• TRY IT
Beginning with the first entry, set down each one exactly as shown.

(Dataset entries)
/---
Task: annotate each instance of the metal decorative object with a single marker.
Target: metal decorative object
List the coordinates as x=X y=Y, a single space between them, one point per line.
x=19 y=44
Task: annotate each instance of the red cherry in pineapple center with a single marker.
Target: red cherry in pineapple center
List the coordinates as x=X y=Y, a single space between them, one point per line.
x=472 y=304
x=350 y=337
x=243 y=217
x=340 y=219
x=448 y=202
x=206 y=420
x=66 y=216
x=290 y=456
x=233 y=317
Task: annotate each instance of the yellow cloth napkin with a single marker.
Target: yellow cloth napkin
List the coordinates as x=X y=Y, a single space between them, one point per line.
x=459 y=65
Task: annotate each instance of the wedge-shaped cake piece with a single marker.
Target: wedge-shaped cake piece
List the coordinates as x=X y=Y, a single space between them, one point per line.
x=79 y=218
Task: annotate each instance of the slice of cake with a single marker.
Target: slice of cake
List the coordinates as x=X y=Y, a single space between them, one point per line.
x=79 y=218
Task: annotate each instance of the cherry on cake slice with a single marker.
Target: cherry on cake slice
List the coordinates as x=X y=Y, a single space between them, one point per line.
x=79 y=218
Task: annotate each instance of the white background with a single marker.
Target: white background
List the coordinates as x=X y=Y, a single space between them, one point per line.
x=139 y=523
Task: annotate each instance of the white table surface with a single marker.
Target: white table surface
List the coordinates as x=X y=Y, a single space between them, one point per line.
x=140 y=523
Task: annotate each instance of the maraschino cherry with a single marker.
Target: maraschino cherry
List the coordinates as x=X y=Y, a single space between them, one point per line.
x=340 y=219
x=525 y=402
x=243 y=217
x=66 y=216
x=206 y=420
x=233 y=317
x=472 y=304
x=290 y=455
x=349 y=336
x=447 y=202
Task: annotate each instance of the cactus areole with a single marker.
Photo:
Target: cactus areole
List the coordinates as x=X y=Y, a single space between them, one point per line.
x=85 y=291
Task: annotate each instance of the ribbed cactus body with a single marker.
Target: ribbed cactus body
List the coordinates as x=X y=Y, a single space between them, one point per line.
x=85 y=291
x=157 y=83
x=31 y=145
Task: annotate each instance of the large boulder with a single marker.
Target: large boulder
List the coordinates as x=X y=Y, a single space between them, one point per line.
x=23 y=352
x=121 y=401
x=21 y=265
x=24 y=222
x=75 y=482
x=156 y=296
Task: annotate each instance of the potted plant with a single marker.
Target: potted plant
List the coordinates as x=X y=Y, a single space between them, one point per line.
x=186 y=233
\---
• SOLVED PROBLEM
Task: annotate each instance of the metal decorative object with a single marker.
Target: metal decorative object
List the coordinates as x=X y=Y, a single space between them, one point per line.
x=19 y=44
Task: annotate each instance of the red cherry in pineapple center with a single marker.
Target: red cherry in pineapple center
List the coordinates as x=X y=Y, a single space between them, one point per line.
x=472 y=304
x=350 y=337
x=243 y=217
x=340 y=219
x=448 y=202
x=206 y=420
x=66 y=216
x=290 y=456
x=233 y=317
Task: annotate each instance of the yellow cloth napkin with a single marker.
Target: yellow cloth napkin
List the coordinates as x=X y=Y, a single space between them, one point per line.
x=459 y=65
Task: annotate each instance of the wedge-shaped cake piece with a single marker.
Target: wedge-shaped cake piece
List the coordinates as x=X y=Y, a single space between them, one point per line.
x=79 y=218
Task: annotate each instance of the slice of cake with a single marker.
Target: slice of cake
List the coordinates as x=X y=Y, a single space between them, one point per line.
x=79 y=218
Task: annotate each instance of the cherry on cake slice with a single marker.
Target: cherry on cake slice
List the coordinates as x=X y=Y, a single space between them, one point per line.
x=79 y=218
Task: annotate each instance of the white background with a single marker.
Target: white background
List the coordinates as x=X y=Y, a single space between them, one point per line.
x=139 y=523
Task: annotate each instance of the white table surface with a single marker.
Target: white table surface
List the coordinates as x=X y=Y, a single space between them, one point per line.
x=140 y=523
Task: annotate each instance of the maraschino cherry with a single marker.
Target: maraschino cherry
List the coordinates as x=X y=Y, a single space between them, one point per line.
x=340 y=219
x=525 y=402
x=243 y=217
x=66 y=216
x=206 y=420
x=233 y=317
x=472 y=304
x=290 y=455
x=349 y=336
x=447 y=202
Task: annotate each instance of the cactus areole with a single marker.
Photo:
Target: cactus areole
List the coordinates as x=X y=Y, a single space between them, one point per line.
x=85 y=291
Task: annotate each instance of the ribbed cactus body with a single marker.
Target: ribbed cactus body
List the coordinates as x=X y=Y, a single space between them, one point per line.
x=85 y=291
x=157 y=83
x=31 y=145
Task: annotate each instance of the large boulder with a single marker.
Target: large boulder
List the coordinates as x=X y=Y, a single space between them, one point per line.
x=23 y=352
x=121 y=401
x=21 y=265
x=24 y=222
x=75 y=482
x=156 y=296
Task: annotate each instance of the potted plant with a single marker.
Target: potted plant
List the coordinates as x=X y=Y, a single space between them, one point per line.
x=186 y=233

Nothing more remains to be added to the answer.